### Exercise goal
When a line below holds the string "moorland", show that line.

+===+

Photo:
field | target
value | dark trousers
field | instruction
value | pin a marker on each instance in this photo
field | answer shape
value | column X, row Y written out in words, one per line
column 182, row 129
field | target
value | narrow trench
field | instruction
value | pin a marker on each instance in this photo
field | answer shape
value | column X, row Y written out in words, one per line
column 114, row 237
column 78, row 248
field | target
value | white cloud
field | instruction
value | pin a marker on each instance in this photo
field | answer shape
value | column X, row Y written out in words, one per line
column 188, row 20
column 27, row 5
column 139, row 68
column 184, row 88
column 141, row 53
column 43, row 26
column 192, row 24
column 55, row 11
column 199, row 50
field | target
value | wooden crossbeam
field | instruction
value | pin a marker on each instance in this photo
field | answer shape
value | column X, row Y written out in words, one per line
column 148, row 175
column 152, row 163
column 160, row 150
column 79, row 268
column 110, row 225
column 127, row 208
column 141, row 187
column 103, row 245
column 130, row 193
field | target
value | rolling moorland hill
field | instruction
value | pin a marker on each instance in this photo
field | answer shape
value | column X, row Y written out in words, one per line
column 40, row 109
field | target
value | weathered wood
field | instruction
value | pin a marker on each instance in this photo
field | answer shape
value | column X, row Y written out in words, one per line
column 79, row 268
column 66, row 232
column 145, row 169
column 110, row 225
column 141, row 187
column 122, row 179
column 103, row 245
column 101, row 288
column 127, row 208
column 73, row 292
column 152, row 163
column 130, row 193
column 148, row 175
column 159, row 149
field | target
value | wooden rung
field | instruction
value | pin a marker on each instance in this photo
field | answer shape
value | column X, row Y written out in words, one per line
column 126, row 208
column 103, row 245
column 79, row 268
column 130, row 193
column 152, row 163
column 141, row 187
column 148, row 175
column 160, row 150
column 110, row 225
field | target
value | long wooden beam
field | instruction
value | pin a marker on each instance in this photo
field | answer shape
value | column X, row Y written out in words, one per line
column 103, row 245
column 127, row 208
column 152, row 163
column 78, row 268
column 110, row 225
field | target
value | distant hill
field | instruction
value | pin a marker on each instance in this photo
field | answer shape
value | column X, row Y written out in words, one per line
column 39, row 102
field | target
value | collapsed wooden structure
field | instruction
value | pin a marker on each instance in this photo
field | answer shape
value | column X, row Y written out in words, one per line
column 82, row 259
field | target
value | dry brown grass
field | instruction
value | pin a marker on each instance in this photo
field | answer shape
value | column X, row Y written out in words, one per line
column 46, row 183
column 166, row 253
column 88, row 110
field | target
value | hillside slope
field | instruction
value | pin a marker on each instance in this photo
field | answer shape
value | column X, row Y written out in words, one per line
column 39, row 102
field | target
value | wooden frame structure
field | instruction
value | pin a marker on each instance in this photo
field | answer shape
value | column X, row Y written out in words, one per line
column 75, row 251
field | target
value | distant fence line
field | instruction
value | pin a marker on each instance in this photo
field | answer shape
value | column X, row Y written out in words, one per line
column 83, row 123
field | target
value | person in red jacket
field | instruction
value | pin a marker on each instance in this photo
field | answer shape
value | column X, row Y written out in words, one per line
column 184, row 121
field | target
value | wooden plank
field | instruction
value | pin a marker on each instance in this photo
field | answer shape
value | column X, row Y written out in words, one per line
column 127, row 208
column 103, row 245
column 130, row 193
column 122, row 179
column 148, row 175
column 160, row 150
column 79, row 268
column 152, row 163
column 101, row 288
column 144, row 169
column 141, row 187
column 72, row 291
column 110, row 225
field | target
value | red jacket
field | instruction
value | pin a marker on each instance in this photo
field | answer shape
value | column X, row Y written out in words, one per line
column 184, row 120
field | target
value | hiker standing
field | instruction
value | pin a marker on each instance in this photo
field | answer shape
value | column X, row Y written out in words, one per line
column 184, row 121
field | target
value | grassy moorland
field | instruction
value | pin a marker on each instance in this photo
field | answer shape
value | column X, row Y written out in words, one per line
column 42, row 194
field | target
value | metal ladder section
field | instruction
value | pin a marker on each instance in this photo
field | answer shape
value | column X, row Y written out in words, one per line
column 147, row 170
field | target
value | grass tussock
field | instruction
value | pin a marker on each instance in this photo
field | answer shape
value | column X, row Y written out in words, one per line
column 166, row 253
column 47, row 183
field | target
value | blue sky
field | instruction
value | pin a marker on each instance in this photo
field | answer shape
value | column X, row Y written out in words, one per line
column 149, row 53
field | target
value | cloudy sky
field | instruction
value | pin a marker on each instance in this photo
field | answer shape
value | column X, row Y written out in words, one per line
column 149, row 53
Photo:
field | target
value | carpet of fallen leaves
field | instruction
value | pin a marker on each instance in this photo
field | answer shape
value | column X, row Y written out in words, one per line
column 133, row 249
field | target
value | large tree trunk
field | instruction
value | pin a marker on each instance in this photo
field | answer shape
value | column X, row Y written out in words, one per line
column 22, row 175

+===+

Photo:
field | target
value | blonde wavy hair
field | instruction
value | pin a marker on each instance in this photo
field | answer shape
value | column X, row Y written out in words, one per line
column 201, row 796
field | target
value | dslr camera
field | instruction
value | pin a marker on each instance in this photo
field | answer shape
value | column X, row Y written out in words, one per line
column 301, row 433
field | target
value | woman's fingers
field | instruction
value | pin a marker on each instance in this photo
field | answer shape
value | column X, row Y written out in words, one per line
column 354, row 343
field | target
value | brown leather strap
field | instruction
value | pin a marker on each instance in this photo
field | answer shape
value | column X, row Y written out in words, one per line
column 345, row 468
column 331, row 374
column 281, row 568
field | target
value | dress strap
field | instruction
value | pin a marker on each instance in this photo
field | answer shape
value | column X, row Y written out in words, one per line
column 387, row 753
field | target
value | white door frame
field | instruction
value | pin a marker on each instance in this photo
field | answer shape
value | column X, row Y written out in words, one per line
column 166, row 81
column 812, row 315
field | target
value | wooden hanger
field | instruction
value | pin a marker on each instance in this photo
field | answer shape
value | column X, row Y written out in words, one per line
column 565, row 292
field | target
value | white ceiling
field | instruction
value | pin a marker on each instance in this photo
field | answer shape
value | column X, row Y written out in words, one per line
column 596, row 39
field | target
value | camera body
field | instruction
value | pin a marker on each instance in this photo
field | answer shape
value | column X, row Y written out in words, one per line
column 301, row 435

+===+

### Reply
value | rolling moorland hill
value | grassy moorland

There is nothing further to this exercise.